# TO DO
What you return must match the listing below word for word.

DATA SECTION: Begin

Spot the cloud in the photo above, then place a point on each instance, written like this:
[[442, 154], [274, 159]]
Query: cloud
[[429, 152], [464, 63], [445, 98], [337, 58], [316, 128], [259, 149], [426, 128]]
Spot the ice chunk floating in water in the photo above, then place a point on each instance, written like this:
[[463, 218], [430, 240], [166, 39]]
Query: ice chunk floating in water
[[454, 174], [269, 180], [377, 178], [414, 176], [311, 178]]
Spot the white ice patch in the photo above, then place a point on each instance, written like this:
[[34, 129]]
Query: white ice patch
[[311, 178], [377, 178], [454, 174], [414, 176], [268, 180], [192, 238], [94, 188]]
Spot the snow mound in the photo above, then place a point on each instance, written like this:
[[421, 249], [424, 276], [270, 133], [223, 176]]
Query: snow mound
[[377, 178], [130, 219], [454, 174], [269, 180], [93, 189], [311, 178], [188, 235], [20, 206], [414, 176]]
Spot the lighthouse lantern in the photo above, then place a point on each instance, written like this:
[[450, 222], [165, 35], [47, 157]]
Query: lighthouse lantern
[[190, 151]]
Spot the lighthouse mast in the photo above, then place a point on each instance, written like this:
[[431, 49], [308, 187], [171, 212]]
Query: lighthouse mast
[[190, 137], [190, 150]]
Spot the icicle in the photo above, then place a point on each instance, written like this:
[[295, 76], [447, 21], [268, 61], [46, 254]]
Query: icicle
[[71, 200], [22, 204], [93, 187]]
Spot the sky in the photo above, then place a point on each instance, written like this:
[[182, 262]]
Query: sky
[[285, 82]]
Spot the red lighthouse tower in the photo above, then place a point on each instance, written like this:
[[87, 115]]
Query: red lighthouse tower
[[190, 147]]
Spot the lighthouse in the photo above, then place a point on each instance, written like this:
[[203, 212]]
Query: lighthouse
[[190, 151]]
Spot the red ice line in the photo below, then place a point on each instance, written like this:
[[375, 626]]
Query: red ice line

DATA SECTION: End

# ANSWER
Spot the cloud in the photo above, then place a point on each instance, written like this:
[[442, 154], [274, 159]]
Query: cloud
[[429, 152], [464, 63], [445, 98], [337, 58], [316, 128], [259, 149], [426, 128]]
Spot the ice chunk floating in water in the photo above, then place a point on each instance, written like this:
[[463, 218], [430, 240], [166, 39]]
Query: ice chunk floating in water
[[454, 174], [269, 180], [377, 178], [414, 176], [311, 178]]
Spot the white ice patch in the photo above, then place a point on each instance, written like this:
[[34, 129]]
Query: white ice patch
[[311, 178], [377, 178], [454, 174], [414, 176], [268, 180], [192, 238], [94, 188]]
Spot the snow mound in the photo above, then place a point on each instance, written like this:
[[421, 249], [424, 276], [270, 133], [223, 176]]
Query: snow mound
[[377, 178], [130, 219], [454, 174], [269, 180], [93, 189], [311, 178], [188, 235], [20, 206], [414, 176]]
Spot the lighthouse lantern in the photo above, then place a point on each instance, written like this:
[[450, 222], [165, 35], [47, 157]]
Query: lighthouse lantern
[[190, 151]]
Spot the lighthouse mast in the photo above, then place a point on each instance, written like this:
[[431, 49], [308, 187], [171, 212]]
Query: lighthouse mast
[[190, 137], [190, 150]]
Spot the icicle in the photo above, then place a point on each instance, written like this:
[[295, 76], [447, 21], [268, 61], [46, 254]]
Query: icicle
[[71, 200], [22, 204], [93, 187]]
Spot the sky in the photo above, then place a point on each instance, written like this:
[[182, 262]]
Query: sky
[[285, 82]]
Spot the red lighthouse tower in the photo above, then place a point on each instance, written like this:
[[87, 115]]
Query: red lighthouse tower
[[190, 147]]
Spot the lighthouse in the photo above, then place a point on each instance, written like this:
[[203, 212]]
Query: lighthouse
[[190, 151]]
Spot the red ice line in the photo below, then place a point on each instance, written like this:
[[375, 626]]
Query: red ice line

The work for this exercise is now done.